----- Document extract
15/11/2010 Social Affairs, Health and Sustainable Development
Heavy metals are a major risk factor for human health according to Peter Jennrich, a German toxicologist, and Jean Huss (Luxembourg, SOC), responsible for drawing up a report on health hazards of heavy metals.
Many chronic diseases of civilisation are traceable to them – such as diabetes, allergies, cancers, autoimmune and cardiovascular diseases, Alzheimer’s and Parkinson’s disease, and depression. At a meeting of the PACE Social Affairs Committee in Paris, it was explained that everyone undergoes a small daily exposure to these heavy metals, arsenic, lead, mercury, cadmium, nickel, etc. in drinking water, food eg fish or via food additives, chemical fertilisers, dental amalgam, cosmetics and cigarettes.
----------
----- Information shown
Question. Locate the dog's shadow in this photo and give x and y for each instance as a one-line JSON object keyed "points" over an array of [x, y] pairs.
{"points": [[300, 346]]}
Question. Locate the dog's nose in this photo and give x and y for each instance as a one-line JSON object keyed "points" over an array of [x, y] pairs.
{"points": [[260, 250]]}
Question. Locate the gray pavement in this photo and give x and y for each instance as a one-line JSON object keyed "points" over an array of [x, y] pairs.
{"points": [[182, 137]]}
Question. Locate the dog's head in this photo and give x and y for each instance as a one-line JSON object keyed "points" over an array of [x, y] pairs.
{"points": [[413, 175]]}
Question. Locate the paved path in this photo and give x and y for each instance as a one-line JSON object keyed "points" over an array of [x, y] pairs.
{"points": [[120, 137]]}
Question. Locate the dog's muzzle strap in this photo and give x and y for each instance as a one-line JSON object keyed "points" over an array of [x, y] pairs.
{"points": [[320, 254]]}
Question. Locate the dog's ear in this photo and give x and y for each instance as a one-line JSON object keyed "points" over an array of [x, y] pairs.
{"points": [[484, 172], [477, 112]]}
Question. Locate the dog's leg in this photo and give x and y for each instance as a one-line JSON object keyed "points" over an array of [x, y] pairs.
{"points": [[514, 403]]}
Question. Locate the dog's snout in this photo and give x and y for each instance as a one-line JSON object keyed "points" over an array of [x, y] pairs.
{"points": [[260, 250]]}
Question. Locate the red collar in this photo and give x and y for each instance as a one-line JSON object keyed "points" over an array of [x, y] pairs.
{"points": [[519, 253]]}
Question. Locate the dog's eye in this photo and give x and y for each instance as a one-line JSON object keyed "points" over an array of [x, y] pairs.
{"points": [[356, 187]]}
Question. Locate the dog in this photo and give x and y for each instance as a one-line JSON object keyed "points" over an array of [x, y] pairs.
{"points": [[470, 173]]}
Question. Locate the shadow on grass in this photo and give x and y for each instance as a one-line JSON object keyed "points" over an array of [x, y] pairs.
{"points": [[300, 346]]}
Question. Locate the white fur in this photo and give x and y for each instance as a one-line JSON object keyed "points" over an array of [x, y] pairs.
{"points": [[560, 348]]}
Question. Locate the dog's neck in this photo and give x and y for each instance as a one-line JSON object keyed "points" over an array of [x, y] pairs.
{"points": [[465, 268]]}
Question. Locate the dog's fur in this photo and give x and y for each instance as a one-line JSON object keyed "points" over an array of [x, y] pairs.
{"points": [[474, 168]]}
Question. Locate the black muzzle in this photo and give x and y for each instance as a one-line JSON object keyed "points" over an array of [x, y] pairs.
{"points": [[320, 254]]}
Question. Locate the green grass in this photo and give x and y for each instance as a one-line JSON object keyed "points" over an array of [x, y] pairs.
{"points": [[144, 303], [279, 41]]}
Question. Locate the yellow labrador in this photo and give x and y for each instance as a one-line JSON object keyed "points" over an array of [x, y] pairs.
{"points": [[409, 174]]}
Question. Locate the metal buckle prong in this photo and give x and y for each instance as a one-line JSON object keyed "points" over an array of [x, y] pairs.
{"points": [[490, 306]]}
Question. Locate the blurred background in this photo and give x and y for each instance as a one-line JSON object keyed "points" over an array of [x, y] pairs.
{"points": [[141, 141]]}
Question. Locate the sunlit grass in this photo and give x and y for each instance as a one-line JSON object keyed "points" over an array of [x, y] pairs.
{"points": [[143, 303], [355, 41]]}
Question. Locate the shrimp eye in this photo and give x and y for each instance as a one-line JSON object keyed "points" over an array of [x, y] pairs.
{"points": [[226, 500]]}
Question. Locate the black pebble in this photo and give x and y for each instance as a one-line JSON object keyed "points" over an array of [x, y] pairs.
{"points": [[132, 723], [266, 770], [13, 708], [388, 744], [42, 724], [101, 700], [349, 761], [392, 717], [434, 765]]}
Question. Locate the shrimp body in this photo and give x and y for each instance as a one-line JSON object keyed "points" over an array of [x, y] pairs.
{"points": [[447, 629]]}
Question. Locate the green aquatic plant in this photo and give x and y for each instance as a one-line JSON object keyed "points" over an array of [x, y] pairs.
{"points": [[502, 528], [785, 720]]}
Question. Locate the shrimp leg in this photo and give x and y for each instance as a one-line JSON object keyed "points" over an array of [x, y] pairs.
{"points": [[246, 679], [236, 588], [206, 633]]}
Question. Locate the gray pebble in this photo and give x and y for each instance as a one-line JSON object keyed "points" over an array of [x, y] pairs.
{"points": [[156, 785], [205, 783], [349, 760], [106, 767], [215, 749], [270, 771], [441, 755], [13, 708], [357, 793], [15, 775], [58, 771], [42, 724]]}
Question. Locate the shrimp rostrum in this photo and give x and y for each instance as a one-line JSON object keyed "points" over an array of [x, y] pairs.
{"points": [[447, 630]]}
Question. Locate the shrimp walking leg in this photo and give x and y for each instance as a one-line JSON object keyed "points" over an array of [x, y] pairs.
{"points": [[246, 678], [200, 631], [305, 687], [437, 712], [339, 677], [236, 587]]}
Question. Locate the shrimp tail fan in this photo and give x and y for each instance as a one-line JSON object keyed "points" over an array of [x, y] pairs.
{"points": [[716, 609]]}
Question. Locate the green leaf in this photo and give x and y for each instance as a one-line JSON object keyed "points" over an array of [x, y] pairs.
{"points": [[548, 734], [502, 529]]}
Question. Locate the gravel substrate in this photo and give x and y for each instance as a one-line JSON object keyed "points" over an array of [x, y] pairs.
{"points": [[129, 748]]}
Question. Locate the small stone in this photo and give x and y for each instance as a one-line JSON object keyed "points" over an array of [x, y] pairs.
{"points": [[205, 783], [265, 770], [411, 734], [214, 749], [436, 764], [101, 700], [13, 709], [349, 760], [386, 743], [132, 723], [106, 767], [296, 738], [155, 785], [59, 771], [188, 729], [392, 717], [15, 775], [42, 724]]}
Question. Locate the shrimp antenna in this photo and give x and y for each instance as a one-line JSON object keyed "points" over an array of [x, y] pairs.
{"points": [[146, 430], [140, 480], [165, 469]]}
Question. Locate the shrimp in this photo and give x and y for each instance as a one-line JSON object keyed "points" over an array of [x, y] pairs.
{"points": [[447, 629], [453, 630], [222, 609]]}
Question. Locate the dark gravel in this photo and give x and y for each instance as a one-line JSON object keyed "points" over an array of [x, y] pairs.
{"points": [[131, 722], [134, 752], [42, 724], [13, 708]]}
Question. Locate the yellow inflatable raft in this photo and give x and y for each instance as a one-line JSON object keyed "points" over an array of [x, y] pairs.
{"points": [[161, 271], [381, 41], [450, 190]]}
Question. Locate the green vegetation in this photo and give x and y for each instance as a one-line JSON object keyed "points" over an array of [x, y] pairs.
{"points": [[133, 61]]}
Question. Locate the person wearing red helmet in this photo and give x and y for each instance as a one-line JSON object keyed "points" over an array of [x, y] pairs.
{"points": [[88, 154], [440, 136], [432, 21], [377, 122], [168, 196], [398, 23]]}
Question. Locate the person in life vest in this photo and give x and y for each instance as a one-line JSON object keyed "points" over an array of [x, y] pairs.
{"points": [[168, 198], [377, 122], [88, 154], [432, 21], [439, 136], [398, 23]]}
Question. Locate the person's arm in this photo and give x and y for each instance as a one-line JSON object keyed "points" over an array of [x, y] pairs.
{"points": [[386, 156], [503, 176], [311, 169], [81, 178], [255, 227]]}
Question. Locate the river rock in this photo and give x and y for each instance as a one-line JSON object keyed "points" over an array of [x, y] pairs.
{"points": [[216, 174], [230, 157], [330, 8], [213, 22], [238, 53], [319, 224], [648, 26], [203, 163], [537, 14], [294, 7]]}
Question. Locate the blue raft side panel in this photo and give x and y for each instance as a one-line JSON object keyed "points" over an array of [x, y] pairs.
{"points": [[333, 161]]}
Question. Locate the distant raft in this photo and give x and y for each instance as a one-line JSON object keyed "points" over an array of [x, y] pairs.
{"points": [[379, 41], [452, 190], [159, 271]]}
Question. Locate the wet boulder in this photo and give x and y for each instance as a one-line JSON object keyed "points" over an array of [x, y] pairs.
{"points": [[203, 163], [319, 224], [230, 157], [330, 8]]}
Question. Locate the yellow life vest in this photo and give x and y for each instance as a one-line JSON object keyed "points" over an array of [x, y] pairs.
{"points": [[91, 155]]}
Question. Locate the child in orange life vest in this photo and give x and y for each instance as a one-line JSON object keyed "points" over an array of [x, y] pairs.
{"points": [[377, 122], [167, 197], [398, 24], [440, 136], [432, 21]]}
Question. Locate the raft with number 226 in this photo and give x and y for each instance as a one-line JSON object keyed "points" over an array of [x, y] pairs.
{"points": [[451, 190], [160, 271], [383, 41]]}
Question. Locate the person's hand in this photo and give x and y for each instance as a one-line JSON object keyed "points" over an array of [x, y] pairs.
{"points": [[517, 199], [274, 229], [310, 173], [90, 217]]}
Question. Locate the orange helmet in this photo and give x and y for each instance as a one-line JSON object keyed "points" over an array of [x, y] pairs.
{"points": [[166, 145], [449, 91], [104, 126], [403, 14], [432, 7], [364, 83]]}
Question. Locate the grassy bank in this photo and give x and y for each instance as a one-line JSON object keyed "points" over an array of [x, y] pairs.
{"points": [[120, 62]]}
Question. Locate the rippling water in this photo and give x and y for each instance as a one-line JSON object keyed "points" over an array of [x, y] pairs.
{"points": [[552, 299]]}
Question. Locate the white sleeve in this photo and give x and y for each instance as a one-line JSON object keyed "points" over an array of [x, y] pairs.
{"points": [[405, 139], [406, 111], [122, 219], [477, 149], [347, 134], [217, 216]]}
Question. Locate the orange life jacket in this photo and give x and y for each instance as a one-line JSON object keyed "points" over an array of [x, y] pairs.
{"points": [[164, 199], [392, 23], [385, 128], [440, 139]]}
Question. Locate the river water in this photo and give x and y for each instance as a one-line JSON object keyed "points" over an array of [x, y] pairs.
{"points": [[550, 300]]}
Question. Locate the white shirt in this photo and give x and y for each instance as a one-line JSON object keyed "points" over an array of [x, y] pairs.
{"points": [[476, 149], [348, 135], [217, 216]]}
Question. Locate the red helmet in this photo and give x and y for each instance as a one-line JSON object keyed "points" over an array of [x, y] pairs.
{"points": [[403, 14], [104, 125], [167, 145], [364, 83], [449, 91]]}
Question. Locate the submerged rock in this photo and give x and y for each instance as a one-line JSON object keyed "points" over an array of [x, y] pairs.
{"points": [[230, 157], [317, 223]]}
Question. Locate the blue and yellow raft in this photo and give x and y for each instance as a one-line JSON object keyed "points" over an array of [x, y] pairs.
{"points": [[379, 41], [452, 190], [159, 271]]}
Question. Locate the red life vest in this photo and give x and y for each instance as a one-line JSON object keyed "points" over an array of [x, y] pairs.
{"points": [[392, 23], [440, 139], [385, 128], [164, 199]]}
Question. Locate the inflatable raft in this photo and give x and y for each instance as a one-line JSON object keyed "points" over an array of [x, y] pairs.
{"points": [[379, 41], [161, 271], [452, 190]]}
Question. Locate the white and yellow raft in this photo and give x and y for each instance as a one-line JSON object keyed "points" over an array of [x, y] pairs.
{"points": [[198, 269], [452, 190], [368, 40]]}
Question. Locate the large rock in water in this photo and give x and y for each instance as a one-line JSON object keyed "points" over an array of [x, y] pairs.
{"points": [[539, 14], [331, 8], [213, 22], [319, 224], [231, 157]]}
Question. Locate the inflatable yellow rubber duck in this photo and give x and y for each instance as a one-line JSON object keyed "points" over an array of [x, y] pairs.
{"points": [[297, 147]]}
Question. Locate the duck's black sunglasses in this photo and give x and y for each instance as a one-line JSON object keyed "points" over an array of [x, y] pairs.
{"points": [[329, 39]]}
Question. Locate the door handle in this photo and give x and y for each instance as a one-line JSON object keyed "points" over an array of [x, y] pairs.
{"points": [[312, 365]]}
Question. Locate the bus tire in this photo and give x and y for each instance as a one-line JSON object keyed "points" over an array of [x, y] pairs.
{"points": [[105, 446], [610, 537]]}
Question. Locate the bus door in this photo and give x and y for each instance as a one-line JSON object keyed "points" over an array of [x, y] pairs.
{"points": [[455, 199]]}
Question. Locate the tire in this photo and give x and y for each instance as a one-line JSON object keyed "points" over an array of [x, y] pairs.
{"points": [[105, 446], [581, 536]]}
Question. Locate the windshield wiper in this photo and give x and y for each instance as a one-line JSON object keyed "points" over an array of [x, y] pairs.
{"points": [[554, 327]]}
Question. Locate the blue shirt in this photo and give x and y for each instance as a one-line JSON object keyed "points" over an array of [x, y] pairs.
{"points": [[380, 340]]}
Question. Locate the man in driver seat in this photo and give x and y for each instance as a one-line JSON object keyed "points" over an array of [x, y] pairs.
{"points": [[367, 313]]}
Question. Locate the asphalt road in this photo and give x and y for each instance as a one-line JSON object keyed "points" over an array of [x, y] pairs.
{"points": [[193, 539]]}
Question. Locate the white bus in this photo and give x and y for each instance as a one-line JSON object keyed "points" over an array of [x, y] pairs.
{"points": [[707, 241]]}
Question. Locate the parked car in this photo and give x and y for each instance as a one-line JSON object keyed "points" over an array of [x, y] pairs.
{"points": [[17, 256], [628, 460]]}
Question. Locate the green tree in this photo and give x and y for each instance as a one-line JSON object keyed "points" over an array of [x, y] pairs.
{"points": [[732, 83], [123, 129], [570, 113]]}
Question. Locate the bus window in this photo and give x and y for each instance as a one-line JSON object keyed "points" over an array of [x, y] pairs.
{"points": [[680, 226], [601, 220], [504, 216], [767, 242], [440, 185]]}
----------
### How to complete this task:
Resume the article on heavy metals and human health, continuing from its last sentence.

### Response to the task:
According to converging studies there were no safe exposure limits, the more so as combined metal interactions were more important than the sum of the individual metal effects. Due to frequency, toxicity and exposure conditions, toxic metals are the most hazardous substances worldwide. They can cause as well as aggravate any disease of civilisation, the experts confirmed. Therefore regulatory and public health interventions must be developed and implemented to prevent and reduce heavy metal exposure beyond current levels in adults. The diagnosis and detoxification of heavy metal accumulations in humans should belong to the basic therapies for the treatment and the prevention of chronic illnesses, they concluded.
The report is due to be adopted by the Committee in March 2011 and will be debated by the Assembly in May 2011.